Problem statement: Apart from the pictures, every record here must be copied word for word.

Saved data entries:
•••••
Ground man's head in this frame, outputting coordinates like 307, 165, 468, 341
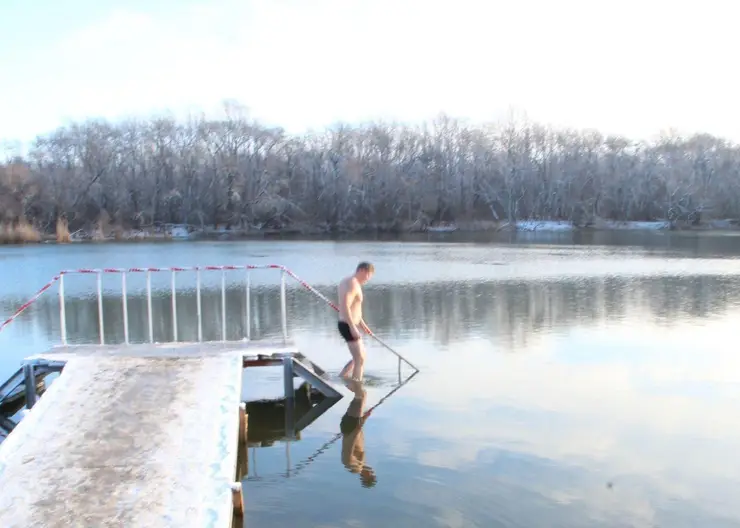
354, 262, 374, 284
360, 466, 377, 488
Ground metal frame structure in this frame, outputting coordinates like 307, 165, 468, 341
0, 263, 419, 436
0, 264, 418, 371
56, 265, 291, 346
0, 263, 422, 527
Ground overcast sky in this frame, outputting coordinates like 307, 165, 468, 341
1, 0, 738, 147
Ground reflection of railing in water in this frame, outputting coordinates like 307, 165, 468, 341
247, 369, 418, 484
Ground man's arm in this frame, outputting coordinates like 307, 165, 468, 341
359, 319, 372, 335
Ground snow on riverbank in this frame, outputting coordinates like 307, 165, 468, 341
515, 220, 575, 232
590, 219, 670, 231
510, 219, 673, 231
431, 219, 706, 233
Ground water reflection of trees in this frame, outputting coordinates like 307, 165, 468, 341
8, 274, 740, 350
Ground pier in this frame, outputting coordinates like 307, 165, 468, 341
0, 265, 394, 528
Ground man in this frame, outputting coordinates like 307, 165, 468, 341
337, 261, 374, 381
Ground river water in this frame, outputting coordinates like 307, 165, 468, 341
2, 231, 740, 527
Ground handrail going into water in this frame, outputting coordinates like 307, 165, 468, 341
281, 267, 419, 372
0, 264, 417, 371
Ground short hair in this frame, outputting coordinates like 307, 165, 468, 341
356, 261, 374, 273
360, 467, 377, 488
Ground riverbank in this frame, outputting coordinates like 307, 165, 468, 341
3, 218, 740, 246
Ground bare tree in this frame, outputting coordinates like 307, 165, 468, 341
3, 100, 740, 234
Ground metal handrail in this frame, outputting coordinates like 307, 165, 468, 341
54, 265, 288, 346
0, 264, 418, 371
281, 267, 419, 371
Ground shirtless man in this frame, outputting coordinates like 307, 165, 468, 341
337, 262, 374, 381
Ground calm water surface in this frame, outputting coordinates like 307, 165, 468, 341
2, 231, 740, 527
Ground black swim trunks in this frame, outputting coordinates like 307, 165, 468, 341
340, 413, 360, 435
340, 397, 364, 434
337, 321, 359, 342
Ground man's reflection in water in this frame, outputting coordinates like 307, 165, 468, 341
340, 379, 377, 488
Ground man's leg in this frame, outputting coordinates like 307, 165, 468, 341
339, 340, 364, 380
350, 340, 365, 381
338, 322, 354, 378
339, 357, 354, 379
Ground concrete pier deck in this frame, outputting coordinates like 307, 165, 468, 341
0, 350, 246, 527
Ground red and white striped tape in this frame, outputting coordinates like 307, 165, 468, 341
58, 264, 284, 274
0, 275, 61, 334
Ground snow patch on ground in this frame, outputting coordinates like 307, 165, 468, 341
515, 220, 575, 231
595, 220, 670, 230
511, 219, 675, 231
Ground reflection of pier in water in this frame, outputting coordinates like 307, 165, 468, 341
246, 381, 341, 446
245, 370, 418, 484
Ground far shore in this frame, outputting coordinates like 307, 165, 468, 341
3, 218, 740, 246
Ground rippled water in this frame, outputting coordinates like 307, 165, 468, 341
2, 231, 740, 527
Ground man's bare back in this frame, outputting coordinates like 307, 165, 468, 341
337, 262, 375, 380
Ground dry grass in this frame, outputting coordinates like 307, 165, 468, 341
112, 224, 125, 240
0, 220, 42, 244
91, 221, 106, 241
56, 217, 71, 243
92, 211, 110, 241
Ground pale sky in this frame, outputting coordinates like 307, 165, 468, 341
1, 0, 738, 148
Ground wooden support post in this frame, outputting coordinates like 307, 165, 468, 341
231, 482, 244, 517
238, 402, 248, 444
236, 442, 249, 482
235, 402, 249, 484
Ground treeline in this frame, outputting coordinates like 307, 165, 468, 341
2, 100, 739, 235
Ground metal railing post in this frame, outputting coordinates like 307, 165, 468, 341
122, 272, 129, 345
97, 272, 105, 345
23, 363, 37, 409
280, 270, 288, 343
283, 356, 294, 400
196, 268, 203, 342
221, 269, 227, 342
171, 270, 178, 342
146, 271, 153, 343
245, 269, 251, 341
58, 273, 67, 346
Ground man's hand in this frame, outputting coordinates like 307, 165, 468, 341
•••••
Task response:
Ground man's head in this frame, outputting coordinates like 307, 165, 468, 341
354, 262, 374, 284
360, 466, 377, 488
Ground metal frame structure in this frame, outputting coordinates like 307, 165, 468, 341
0, 263, 419, 436
0, 264, 418, 371
56, 265, 291, 346
0, 263, 422, 527
Ground overcast sky in this frame, outputting coordinates like 307, 165, 468, 341
1, 0, 738, 147
Ground reflection of railing in water in this frame, outputting coordinates like 307, 165, 468, 341
247, 369, 418, 484
Ground man's arm in this frame, outputting coordinates like 307, 165, 468, 341
359, 319, 372, 335
Ground snow on riverbank in this frame, outputting coordinates like 307, 165, 468, 341
515, 220, 575, 232
590, 219, 670, 231
510, 219, 673, 231
431, 219, 706, 233
Ground water reflection of trees in this frame, outputting coordinates like 307, 165, 468, 341
8, 274, 740, 350
Ground pier in this frame, outputting coordinates like 307, 165, 468, 341
0, 265, 394, 528
Ground man in this frame, outputting coordinates like 307, 165, 468, 341
337, 261, 374, 381
Ground river water in this frame, outputting coordinates like 307, 165, 468, 341
2, 231, 740, 527
Ground handrail going into water in this frame, outputting coordinates like 307, 165, 468, 341
281, 267, 419, 372
0, 264, 417, 371
Ground short hair in this frame, outputting coordinates like 307, 165, 468, 341
356, 261, 374, 273
360, 467, 377, 488
Ground riverbank in this frame, outputting coordinates like 307, 165, 468, 341
3, 218, 740, 246
Ground bare tree in this frame, outputting coordinates like 307, 165, 468, 341
3, 100, 740, 234
Ground metal handrail in this frame, outputting coordinates like 307, 165, 468, 341
54, 265, 288, 346
0, 264, 418, 371
281, 267, 419, 371
Ground shirtless man in this frame, outputting coordinates like 307, 165, 468, 341
337, 262, 374, 381
Ground calm water surface in this frame, outputting coordinates like 307, 165, 468, 341
2, 231, 740, 527
Ground black swim trunks in this frame, outputting coordinates like 307, 165, 468, 341
340, 413, 360, 435
340, 397, 364, 434
337, 321, 359, 342
Ground man's reflection in water in this frame, outputting coordinates like 307, 165, 468, 341
340, 379, 377, 488
Ground man's leg in this frame, outputting coordinates like 307, 165, 468, 341
339, 340, 364, 380
350, 340, 365, 381
338, 322, 354, 378
339, 357, 354, 379
Ground concrete pier deck in this frame, outputting coordinates like 307, 165, 468, 341
0, 350, 246, 527
Ground red and white striped tape in this frame, outputting coordinates like 307, 165, 468, 341
58, 264, 284, 274
0, 275, 61, 334
Ground snow patch on ground in this frame, outputting coordinates like 307, 165, 468, 341
515, 220, 575, 231
595, 220, 670, 230
511, 219, 675, 231
Ground reflection of pier in water in this frame, outputting coordinates like 307, 165, 468, 341
246, 381, 341, 446
245, 370, 418, 484
Ground far shore in this frame, outputting coordinates like 307, 165, 468, 341
3, 218, 740, 246
Ground rippled water in this frame, outputting coordinates like 307, 165, 468, 341
2, 231, 740, 527
Ground man's bare back in this frame, outputting coordinates like 307, 165, 468, 341
337, 262, 375, 380
Ground dry grass in this frame, outputting coordinates like 307, 165, 468, 341
112, 224, 125, 240
0, 220, 42, 244
91, 221, 106, 241
56, 217, 71, 243
92, 211, 110, 241
Ground pale sky in this frame, outputting coordinates like 307, 165, 468, 341
1, 0, 738, 148
Ground wooden support post in this frame, outputting coordinates like 307, 165, 468, 341
231, 482, 244, 517
238, 402, 248, 444
236, 442, 249, 482
235, 402, 249, 484
Ground treeline in this frame, outputting coordinates like 307, 165, 468, 341
2, 100, 739, 235
Ground metal railing post in this frame, outputting coordinates like 307, 165, 468, 341
122, 272, 129, 345
97, 272, 105, 345
23, 363, 37, 409
280, 270, 288, 343
283, 356, 294, 400
196, 268, 203, 342
221, 269, 227, 342
171, 270, 178, 342
146, 271, 153, 343
245, 269, 251, 341
58, 273, 67, 346
Ground man's hand in this frame, outputting coordinates like 307, 165, 468, 341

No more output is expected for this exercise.